DATA EXTRACTS
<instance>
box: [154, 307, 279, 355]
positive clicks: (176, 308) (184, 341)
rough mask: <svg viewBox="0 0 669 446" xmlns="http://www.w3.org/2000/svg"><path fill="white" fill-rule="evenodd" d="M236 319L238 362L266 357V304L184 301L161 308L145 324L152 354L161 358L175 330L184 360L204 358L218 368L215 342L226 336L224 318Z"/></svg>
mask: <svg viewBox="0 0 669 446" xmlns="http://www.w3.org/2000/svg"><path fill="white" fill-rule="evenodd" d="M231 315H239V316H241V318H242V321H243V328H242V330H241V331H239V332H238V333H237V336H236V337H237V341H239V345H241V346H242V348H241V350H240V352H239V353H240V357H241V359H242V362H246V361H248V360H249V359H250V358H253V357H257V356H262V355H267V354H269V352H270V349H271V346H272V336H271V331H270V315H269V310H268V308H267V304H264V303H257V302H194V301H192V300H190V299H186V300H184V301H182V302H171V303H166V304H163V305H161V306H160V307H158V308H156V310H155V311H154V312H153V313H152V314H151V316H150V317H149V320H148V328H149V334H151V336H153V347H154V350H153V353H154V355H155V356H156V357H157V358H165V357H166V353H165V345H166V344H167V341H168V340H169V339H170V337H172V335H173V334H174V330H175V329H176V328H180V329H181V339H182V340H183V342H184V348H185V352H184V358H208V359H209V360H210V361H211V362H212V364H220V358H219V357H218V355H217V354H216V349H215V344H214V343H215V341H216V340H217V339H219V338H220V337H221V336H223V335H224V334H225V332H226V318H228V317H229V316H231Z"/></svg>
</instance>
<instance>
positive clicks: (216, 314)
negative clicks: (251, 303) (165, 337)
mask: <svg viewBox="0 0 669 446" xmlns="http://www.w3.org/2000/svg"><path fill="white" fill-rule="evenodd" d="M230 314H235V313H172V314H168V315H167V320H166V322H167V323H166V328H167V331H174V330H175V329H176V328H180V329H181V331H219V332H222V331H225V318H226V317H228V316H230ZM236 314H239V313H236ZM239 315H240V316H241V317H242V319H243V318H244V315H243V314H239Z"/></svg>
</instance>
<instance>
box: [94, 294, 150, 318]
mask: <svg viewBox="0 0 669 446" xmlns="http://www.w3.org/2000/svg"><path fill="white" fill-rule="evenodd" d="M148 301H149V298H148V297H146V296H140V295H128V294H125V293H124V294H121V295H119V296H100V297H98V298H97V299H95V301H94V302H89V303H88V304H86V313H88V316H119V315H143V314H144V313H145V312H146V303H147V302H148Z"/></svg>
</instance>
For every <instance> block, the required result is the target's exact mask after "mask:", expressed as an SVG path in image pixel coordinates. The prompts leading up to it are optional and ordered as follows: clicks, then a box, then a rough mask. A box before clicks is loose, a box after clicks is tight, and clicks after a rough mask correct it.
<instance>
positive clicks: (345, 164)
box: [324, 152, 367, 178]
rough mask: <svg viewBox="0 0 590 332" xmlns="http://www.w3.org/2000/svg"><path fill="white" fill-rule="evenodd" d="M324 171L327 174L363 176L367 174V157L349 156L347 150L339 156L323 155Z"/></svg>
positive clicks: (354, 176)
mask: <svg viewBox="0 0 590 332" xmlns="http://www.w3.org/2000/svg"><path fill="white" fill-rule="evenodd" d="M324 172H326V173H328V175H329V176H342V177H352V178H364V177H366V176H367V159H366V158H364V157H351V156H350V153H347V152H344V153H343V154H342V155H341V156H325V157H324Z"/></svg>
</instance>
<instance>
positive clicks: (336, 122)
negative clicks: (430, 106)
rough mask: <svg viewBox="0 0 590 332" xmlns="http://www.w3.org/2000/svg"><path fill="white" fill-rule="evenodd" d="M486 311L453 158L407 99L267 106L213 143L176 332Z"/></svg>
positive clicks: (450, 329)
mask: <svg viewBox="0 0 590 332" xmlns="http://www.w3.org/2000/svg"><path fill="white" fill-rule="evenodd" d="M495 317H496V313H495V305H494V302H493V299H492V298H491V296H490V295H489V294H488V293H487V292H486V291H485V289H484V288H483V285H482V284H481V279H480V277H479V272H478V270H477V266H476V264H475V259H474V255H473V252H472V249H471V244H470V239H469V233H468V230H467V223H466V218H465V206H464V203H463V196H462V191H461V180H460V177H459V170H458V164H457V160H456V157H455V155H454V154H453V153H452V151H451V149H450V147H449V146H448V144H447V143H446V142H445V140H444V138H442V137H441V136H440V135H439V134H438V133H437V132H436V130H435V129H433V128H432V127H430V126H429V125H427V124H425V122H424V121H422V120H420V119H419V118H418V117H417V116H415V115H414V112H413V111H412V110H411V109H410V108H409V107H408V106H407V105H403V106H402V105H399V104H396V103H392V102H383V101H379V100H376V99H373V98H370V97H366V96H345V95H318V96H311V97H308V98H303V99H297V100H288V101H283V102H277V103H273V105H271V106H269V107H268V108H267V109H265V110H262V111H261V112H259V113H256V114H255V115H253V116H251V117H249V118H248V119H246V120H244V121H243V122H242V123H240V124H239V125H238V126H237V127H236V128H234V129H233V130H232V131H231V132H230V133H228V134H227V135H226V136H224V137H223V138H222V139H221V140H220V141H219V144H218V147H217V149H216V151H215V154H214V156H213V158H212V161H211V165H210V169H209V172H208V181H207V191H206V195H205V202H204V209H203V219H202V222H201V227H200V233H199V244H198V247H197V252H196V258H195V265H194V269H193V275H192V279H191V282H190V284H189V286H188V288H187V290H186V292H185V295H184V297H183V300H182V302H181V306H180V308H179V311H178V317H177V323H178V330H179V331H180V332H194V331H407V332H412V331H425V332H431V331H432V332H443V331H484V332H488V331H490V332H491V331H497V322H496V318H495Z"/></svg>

WORK INSTRUCTION
Copy all of the data above verbatim, character for character.

EXPECTED OUTPUT
<instance>
box: [154, 307, 279, 355]
positive clicks: (176, 308) (184, 341)
rough mask: <svg viewBox="0 0 669 446" xmlns="http://www.w3.org/2000/svg"><path fill="white" fill-rule="evenodd" d="M236 319L238 362L266 357V304L184 301L161 308L145 324L152 354L161 358L175 330L184 360L204 358L218 368L215 342L226 336L224 318Z"/></svg>
mask: <svg viewBox="0 0 669 446" xmlns="http://www.w3.org/2000/svg"><path fill="white" fill-rule="evenodd" d="M231 315H239V316H241V318H242V321H243V328H242V330H241V331H239V332H238V333H237V336H236V337H237V341H239V345H241V346H242V348H241V350H240V352H239V353H240V357H241V359H242V362H246V361H248V360H249V359H250V358H253V357H257V356H262V355H267V354H269V352H270V349H271V346H272V336H271V331H270V315H269V310H268V308H267V304H264V303H257V302H194V301H192V300H190V299H186V300H184V301H182V302H171V303H166V304H163V305H161V306H160V307H158V308H156V310H155V311H154V312H153V313H152V314H151V316H150V317H149V320H148V328H149V334H151V336H153V347H154V350H153V353H154V355H155V356H156V357H157V358H165V357H166V353H165V345H166V344H167V341H168V340H169V339H170V337H172V335H173V334H174V330H175V329H176V328H180V329H181V339H182V340H183V342H184V348H185V352H184V358H208V359H209V360H210V361H211V362H212V364H220V358H219V357H218V355H217V354H216V349H215V344H214V343H215V341H216V340H217V339H219V338H220V337H221V336H223V335H224V334H225V332H226V318H228V317H229V316H231Z"/></svg>
</instance>
<instance>
positive clicks: (216, 314)
negative clicks: (251, 303) (165, 337)
mask: <svg viewBox="0 0 669 446" xmlns="http://www.w3.org/2000/svg"><path fill="white" fill-rule="evenodd" d="M230 314H235V313H172V314H168V315H167V320H166V322H167V323H166V328H167V331H174V330H175V329H176V328H180V329H181V331H219V332H222V331H225V318H226V317H228V316H230ZM236 314H239V313H236ZM239 315H240V316H241V317H242V319H243V318H244V315H243V314H239Z"/></svg>
</instance>
<instance>
box: [94, 294, 150, 318]
mask: <svg viewBox="0 0 669 446" xmlns="http://www.w3.org/2000/svg"><path fill="white" fill-rule="evenodd" d="M148 301H149V298H148V297H146V296H140V295H128V294H125V293H124V294H121V295H119V296H100V297H98V298H97V299H95V301H94V302H89V303H88V304H86V313H88V316H119V315H143V314H144V313H145V312H146V303H147V302H148Z"/></svg>
</instance>
For every <instance> block, the required result is the target's exact mask after "mask:", expressed as an SVG path in image pixel coordinates. The prompts leading up to it are optional and ordered as follows: clicks, then a box, then a rough mask. A box before clicks is loose, a box after clicks is tight, and clicks after a rough mask correct it.
<instance>
positive clicks: (345, 164)
box: [324, 152, 367, 178]
rough mask: <svg viewBox="0 0 590 332" xmlns="http://www.w3.org/2000/svg"><path fill="white" fill-rule="evenodd" d="M324 171L327 174L363 176L367 174V157L349 156L347 150L339 156L323 155Z"/></svg>
positive clicks: (354, 176)
mask: <svg viewBox="0 0 590 332" xmlns="http://www.w3.org/2000/svg"><path fill="white" fill-rule="evenodd" d="M324 172H326V173H328V175H329V176H342V177H352V178H364V177H366V176H367V159H366V158H364V157H351V156H350V153H347V152H344V153H343V154H342V155H341V156H325V157H324Z"/></svg>
</instance>
<instance>
positive clicks: (336, 122)
negative clicks: (430, 106)
rough mask: <svg viewBox="0 0 590 332" xmlns="http://www.w3.org/2000/svg"><path fill="white" fill-rule="evenodd" d="M486 311L453 158L407 99L267 106L213 143L176 332Z"/></svg>
positive clicks: (450, 329)
mask: <svg viewBox="0 0 590 332" xmlns="http://www.w3.org/2000/svg"><path fill="white" fill-rule="evenodd" d="M495 317H496V313H495V305H494V302H493V299H492V298H491V296H490V295H489V294H488V293H487V292H486V291H485V289H484V288H483V285H482V284H481V279H480V277H479V272H478V270H477V266H476V264H475V259H474V255H473V252H472V249H471V244H470V239H469V233H468V230H467V223H466V218H465V206H464V203H463V196H462V191H461V180H460V177H459V170H458V164H457V160H456V157H455V155H454V154H453V153H452V151H451V149H450V147H449V146H448V144H447V143H446V142H445V140H444V138H442V137H441V136H440V135H439V134H438V133H437V132H436V130H435V129H433V128H432V127H430V126H429V125H427V124H425V122H424V121H422V120H420V119H419V118H418V117H417V116H415V115H414V112H413V111H412V110H411V109H410V108H409V107H408V106H407V105H403V106H402V105H399V104H396V103H392V102H383V101H379V100H376V99H373V98H370V97H366V96H345V95H318V96H311V97H308V98H303V99H297V100H288V101H283V102H277V103H273V105H271V106H269V107H268V108H267V109H265V110H262V111H261V112H259V113H256V114H255V115H253V116H251V117H249V118H248V119H246V120H244V121H243V122H242V123H240V124H239V125H238V126H237V127H236V128H234V129H233V130H232V131H231V132H230V133H228V134H227V135H226V136H224V137H223V138H222V139H221V140H220V141H219V144H218V147H217V149H216V151H215V154H214V156H213V158H212V161H211V165H210V169H209V172H208V181H207V191H206V195H205V202H204V209H203V219H202V222H201V227H200V233H199V244H198V247H197V252H196V258H195V265H194V269H193V275H192V279H191V282H190V284H189V286H188V288H187V290H186V292H185V295H184V297H183V300H182V302H181V306H180V308H179V311H178V317H177V323H178V330H179V331H180V332H194V331H407V332H412V331H425V332H431V331H432V332H443V331H484V332H488V331H490V332H491V331H497V322H496V318H495Z"/></svg>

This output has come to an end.